§ Task: From the entries below, select each line that contains the word "shirt" and copy it out.
---------- Data supplied ----------
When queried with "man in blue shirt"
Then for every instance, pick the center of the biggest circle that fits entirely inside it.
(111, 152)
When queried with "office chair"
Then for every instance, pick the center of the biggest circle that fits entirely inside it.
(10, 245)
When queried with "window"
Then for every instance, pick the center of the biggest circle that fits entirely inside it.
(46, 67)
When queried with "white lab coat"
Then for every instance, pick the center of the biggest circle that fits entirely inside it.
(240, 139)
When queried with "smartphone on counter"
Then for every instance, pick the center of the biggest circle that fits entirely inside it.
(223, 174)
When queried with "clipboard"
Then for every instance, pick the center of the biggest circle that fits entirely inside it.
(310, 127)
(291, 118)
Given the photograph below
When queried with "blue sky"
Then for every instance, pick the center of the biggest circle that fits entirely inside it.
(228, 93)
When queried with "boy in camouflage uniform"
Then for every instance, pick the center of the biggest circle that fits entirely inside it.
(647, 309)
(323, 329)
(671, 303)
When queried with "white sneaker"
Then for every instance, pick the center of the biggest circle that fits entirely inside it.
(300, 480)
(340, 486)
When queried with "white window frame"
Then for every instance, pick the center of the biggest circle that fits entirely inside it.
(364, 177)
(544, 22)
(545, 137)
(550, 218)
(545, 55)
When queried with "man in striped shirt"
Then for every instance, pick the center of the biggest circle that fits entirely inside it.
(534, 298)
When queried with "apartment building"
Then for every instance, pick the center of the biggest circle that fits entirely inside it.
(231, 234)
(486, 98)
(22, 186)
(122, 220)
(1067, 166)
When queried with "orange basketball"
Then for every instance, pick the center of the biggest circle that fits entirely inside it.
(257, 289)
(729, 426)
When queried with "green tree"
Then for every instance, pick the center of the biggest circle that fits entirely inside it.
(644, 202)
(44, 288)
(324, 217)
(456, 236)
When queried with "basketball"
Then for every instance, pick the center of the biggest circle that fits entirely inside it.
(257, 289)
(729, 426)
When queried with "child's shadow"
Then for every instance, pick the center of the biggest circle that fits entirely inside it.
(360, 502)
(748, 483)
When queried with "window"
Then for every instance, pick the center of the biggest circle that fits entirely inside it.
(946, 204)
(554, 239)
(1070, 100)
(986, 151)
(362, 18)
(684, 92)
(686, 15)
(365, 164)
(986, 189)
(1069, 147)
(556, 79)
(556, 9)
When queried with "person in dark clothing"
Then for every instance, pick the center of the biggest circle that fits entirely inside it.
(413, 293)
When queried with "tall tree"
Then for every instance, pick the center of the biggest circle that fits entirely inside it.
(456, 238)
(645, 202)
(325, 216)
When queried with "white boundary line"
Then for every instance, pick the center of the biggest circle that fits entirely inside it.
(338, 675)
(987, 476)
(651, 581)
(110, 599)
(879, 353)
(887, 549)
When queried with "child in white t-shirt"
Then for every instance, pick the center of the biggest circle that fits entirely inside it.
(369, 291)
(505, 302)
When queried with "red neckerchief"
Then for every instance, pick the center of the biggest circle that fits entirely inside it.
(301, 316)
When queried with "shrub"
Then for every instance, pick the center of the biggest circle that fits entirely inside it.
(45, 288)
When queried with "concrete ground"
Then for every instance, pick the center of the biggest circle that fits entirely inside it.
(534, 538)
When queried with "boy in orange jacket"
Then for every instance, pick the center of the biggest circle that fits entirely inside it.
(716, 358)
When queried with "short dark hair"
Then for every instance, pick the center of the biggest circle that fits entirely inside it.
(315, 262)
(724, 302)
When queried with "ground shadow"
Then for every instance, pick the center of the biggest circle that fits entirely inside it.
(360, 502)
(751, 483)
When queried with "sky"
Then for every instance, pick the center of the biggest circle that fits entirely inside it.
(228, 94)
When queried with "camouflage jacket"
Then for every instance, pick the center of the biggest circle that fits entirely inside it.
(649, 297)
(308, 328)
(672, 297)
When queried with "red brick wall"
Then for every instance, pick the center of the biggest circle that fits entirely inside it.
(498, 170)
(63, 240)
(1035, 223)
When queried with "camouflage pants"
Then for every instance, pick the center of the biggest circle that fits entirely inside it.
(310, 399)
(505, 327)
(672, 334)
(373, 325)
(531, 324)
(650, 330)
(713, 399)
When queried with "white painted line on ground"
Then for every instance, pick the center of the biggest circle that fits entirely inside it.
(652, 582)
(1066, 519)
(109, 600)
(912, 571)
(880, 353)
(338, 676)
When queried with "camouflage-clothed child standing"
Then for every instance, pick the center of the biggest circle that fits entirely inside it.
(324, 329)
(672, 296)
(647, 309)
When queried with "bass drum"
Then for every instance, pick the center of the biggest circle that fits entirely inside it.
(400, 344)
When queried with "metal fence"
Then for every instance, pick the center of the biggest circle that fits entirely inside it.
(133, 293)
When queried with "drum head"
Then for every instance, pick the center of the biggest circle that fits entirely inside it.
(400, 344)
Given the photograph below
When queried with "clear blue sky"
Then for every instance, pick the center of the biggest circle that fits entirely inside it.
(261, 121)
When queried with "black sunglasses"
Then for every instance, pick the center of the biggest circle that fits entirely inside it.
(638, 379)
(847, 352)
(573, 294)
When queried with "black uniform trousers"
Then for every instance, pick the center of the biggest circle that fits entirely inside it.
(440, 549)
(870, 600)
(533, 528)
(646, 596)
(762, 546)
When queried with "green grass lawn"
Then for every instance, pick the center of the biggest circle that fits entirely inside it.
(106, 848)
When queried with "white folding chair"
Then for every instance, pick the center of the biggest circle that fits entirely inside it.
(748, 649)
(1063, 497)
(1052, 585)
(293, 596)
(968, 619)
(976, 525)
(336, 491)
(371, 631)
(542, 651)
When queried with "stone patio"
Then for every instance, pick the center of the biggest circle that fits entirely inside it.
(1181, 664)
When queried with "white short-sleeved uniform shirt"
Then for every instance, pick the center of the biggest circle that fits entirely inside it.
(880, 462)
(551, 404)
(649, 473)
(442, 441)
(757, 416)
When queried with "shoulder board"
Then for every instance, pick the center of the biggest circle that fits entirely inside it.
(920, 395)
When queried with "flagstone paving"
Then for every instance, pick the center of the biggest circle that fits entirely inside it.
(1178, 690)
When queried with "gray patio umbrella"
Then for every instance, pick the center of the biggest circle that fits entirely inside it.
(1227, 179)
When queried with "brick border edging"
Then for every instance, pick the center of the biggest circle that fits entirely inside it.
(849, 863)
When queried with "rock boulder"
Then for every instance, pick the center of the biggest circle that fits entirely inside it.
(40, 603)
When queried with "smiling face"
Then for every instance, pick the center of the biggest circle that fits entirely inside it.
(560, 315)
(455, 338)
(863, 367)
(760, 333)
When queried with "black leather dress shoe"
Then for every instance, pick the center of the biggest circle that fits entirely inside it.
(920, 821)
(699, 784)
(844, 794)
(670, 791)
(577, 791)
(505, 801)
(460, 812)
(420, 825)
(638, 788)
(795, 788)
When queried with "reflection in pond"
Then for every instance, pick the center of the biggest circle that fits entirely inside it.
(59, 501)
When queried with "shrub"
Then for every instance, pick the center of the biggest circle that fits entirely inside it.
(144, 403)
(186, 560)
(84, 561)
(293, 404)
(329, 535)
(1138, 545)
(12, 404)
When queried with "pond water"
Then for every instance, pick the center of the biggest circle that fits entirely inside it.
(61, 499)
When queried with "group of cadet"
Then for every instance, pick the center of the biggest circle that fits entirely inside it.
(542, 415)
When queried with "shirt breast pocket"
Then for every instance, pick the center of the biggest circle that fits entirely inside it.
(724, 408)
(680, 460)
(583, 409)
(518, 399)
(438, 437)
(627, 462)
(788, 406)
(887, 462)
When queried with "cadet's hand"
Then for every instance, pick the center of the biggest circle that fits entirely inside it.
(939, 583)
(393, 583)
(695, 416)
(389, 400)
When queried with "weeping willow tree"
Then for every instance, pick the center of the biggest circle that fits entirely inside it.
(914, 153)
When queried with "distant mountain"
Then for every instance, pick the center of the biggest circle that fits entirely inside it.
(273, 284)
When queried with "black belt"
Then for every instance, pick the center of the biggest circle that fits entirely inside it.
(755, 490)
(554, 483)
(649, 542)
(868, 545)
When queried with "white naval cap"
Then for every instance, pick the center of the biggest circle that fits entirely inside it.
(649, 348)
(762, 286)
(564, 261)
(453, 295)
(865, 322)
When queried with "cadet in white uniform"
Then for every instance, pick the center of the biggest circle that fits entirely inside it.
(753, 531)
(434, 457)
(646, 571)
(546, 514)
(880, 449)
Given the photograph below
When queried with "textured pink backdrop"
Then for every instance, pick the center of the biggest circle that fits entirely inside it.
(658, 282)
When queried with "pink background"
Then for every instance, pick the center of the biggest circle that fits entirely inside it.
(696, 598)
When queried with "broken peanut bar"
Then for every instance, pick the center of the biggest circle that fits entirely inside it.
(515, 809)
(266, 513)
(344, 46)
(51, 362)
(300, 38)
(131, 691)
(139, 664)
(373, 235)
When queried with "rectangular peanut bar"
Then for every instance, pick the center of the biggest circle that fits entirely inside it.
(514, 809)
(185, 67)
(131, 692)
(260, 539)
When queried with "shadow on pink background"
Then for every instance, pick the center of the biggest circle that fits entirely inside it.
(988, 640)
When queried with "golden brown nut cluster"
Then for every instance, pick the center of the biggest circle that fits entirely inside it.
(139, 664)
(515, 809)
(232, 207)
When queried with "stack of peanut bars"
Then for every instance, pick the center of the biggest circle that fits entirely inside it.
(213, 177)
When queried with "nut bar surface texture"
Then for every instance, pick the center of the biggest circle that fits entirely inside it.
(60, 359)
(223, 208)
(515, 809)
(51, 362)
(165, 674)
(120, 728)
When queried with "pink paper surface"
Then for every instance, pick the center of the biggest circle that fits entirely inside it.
----------
§ Response:
When queried with "man in blue shirt"
When queried with "man in striped shirt"
When queried with "child in white t-shirt"
When queried with "white short-sleeved uniform shirt"
When queried with "shirt breast pocket"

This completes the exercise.